◆ Task goal ◆
Copy the household hints column from "Dear Heloise: My" up to and including "to your batter.", switching "vegetable oil" to "canola oil".

◆ Excerpt ◆
Dear Heloise: My “from scratch” yellow cake tends to be on the dry side. What can I do so it’s more moist? I try not to overbeat or overbake.
— L.R., Harrisonburg, Virginia
There are several things you might like to try:
1. Add an extra 1/3 cup vegetable oil to your batter.
2. Add one box of instant pudding mix to your cake’s dry ingredients. Vanilla with your yellow cake would taste nice.
3. Separate the white from the yolk of one egg used in the recipe and use only the yolk.
4. Try brushing your cakes with simple syrup to keep them moist. You might even want to add a little flavoring or liquor. But don’t oversoak the cake.
It’s not necessary to use all these hints on one cake. Experiment to see which method you prefer.
Dear Heloise: I make a gelatin (molded) salad that my family loves. It’s become a tradition to have it every Thanksgiving. This year, we’ll be celebrating Thanksgiving outdoors, and as you probably know, it’s very warm here on Thanksgiving. I want the gelatin to stay firm in warm weather. Any hints on how to do that?
— Georgette T., Hollywood, Florida
Georgette, to help your gelatin stay firm, add one teaspoon of white vinegar to the recipe. Also, take the serving plate and put it in the freezer the night before so that it’s nice and cold.
If you like this simple hint with vinegar, you’ll find many more and a few tasty recipes in my pamphlet Heloise’s Fantabulous Vinegar Hints and More. To get a copy, send $5, along with a stamped (70 cents), self-addressed, long envelope, to: Heloise/Vinegar, P.O. Box 795001, San Antonio, TX 78279-5001. Or you can order it online at www.Heloise.com. Did you know that vinegar can clean out the lime deposits in a kettle and do so much more around the house?
Fresh veggies from Uncle Sam?
Dear Heloise: I recently read an article that made a lot of sense. It championed the cause of Medicare and Medicaid paying for fresh vegetables and fruit for people 65 and over who have various health problems, such as heart disease, diabetes, etc. It’s preventive medicine to encourage people to eat healthier, and it’s a boon to American farmers. There could be a dollar limit per month, per person, but it would help many people avoid complications due to dietary deficiencies, and in the long run it would cut down on health care costs.
— Keith L. in San Antonio
Keith, it’s a great idea. However, the cost of administering such a program might be prohibitive. Still, it could benefit many people and provide much-needed nutrition to so many Americans.
Dear Heloise: I love and use a lot of bananas in my recipes, but I’ve heard it’s possible the banana as we know it will be extinct soon. Is this true, and if so, why?
— Brenda G., Hillsboro, Ore.
Brenda, the most common banana in American stores is the Cavendish. In 1992, a new type of fungus was discovered in Asia that had a devastating effect on the Cavendish. This fungus has wiped out banana plantations in many parts of the world. There are other varieties of bananas, of course, but the future of the Cavendish banana is still unknown.

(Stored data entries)
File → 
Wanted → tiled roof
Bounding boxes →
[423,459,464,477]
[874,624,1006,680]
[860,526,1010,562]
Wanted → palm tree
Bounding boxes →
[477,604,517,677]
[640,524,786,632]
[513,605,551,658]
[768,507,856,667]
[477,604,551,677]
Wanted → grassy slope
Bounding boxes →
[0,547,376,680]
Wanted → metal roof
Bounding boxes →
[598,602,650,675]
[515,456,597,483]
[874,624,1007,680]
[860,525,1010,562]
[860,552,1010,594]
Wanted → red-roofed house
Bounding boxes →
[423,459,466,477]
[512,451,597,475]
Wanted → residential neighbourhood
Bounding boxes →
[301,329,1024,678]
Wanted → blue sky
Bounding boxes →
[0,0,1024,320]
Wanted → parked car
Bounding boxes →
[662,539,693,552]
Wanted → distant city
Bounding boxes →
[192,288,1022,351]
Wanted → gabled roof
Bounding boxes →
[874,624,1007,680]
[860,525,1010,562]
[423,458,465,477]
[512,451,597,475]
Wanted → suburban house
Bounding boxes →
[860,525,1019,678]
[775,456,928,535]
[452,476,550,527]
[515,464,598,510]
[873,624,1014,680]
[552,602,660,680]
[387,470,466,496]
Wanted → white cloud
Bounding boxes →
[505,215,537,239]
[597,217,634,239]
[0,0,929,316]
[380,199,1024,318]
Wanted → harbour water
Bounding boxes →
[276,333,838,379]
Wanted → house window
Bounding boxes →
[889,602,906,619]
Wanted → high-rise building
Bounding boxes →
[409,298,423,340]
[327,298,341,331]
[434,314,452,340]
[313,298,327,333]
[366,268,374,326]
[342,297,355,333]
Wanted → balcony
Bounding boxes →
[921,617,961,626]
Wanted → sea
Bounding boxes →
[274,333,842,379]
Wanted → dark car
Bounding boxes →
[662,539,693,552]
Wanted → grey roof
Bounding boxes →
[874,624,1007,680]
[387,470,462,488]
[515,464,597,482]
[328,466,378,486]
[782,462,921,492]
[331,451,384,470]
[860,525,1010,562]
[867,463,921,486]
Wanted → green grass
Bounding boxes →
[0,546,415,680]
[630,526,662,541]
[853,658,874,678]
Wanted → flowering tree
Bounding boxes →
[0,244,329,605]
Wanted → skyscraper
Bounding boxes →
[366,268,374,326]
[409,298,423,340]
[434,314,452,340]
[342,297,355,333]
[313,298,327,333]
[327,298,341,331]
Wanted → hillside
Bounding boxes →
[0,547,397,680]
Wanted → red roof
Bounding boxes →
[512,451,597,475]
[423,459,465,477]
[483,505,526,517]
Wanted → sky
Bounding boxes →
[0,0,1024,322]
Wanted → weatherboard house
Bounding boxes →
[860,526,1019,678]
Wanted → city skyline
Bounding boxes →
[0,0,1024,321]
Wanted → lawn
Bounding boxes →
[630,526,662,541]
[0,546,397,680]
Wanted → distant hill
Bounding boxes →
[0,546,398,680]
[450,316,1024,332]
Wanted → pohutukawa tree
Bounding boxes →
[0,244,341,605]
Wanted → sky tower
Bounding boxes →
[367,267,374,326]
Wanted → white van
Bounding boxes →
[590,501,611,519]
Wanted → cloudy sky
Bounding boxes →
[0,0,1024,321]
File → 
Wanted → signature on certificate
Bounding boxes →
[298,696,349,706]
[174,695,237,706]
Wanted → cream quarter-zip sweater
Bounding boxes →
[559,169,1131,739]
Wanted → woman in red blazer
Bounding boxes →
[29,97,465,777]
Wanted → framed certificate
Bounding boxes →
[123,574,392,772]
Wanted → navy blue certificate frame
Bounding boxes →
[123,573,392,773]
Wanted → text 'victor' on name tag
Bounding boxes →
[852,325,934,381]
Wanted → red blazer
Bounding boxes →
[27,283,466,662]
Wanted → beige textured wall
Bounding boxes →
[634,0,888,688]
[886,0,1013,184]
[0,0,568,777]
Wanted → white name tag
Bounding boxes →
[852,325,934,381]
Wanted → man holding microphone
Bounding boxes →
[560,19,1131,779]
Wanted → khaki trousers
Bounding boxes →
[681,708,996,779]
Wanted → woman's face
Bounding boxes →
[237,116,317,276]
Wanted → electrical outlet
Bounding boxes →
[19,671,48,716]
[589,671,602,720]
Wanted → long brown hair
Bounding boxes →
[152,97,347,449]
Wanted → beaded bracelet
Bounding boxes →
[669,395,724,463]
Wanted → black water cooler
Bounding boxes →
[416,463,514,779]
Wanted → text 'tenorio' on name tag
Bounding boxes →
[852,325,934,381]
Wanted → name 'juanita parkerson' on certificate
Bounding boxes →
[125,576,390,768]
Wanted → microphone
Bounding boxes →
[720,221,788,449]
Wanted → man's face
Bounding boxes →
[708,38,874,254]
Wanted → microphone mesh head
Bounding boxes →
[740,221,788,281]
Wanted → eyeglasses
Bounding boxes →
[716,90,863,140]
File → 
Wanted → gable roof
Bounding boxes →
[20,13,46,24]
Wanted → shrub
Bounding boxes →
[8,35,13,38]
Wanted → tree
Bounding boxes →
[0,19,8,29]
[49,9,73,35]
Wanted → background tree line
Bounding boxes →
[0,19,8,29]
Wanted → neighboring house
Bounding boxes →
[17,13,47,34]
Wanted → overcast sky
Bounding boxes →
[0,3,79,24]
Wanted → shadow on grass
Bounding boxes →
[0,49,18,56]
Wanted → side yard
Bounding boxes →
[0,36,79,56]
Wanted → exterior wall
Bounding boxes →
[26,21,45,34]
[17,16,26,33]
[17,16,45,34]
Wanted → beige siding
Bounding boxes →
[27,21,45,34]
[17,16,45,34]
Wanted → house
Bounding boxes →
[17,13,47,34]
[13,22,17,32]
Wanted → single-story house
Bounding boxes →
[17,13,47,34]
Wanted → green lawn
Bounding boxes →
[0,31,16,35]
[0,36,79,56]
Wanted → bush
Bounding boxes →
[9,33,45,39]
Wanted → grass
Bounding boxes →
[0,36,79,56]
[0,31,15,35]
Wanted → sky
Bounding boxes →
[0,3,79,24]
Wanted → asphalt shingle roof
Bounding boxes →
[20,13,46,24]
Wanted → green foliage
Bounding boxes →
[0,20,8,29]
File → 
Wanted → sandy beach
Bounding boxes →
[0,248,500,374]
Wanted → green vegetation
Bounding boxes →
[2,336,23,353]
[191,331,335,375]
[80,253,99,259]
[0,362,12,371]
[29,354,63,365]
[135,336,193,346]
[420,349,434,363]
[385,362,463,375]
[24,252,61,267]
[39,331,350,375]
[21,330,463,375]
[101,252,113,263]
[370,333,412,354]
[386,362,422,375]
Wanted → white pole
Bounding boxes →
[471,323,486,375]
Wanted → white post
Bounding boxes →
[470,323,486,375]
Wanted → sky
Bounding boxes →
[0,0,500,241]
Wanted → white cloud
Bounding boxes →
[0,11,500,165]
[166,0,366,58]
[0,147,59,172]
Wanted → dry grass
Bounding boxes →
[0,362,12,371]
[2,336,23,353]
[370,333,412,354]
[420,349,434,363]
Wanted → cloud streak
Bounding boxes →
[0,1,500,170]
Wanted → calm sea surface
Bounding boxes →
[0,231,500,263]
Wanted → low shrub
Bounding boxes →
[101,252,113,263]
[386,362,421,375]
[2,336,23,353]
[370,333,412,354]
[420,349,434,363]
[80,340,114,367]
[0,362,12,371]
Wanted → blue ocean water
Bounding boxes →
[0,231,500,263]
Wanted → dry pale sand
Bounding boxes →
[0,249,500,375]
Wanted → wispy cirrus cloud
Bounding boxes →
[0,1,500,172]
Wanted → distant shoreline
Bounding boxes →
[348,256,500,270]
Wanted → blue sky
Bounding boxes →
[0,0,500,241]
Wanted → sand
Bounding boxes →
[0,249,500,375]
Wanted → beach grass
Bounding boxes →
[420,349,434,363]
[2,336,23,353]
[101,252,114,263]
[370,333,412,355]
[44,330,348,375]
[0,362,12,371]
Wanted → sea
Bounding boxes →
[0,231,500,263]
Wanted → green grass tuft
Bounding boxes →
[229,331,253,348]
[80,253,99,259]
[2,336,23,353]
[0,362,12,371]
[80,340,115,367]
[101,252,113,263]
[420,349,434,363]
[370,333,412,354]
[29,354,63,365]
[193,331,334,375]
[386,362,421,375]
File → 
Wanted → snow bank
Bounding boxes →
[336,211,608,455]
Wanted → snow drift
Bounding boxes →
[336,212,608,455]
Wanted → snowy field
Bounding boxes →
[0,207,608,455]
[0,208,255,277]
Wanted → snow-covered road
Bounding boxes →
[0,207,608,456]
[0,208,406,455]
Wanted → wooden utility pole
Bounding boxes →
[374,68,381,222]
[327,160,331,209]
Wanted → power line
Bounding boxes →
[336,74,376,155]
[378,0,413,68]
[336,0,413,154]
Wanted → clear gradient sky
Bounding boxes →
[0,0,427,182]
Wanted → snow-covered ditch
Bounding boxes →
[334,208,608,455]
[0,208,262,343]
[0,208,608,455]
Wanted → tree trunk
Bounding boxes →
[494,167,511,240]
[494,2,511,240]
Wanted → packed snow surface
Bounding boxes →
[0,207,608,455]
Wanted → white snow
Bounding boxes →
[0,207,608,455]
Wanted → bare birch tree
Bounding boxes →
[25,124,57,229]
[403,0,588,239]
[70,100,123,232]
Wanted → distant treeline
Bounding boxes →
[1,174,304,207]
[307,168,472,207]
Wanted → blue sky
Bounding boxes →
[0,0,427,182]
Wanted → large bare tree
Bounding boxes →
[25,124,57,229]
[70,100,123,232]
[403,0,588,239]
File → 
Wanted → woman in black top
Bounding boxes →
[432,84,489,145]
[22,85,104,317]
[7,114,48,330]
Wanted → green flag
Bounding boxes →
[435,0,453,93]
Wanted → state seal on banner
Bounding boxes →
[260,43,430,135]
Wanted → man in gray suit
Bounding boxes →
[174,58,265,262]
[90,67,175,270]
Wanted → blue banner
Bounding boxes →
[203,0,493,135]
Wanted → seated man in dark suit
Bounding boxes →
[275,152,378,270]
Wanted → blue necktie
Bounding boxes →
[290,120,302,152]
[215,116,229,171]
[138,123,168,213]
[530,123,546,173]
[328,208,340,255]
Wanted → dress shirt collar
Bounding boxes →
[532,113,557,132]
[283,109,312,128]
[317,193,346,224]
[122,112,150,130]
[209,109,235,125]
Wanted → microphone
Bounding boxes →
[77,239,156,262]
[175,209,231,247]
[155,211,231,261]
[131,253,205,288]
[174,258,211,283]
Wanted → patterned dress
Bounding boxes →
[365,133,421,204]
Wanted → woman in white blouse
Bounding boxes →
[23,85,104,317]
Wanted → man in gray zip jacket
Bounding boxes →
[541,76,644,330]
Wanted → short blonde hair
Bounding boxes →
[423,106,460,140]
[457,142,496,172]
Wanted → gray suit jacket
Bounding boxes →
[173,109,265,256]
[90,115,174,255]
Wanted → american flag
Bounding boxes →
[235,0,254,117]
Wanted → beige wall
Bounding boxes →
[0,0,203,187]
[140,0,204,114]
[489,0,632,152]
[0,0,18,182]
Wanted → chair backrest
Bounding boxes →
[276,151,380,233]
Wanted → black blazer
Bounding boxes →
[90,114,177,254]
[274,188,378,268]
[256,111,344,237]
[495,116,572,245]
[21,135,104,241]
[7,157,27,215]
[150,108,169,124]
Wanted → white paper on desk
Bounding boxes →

◆ Expected answer ◆
Dear Heloise: My “from scratch” yellow cake tends to be on the dry side. What can I do so it’s more moist? I try not to overbeat or overbake.
— L.R., Harrisonburg, Virginia
There are several things you might like to try:
1. Add an extra 1/3 cup canola oil to your batter.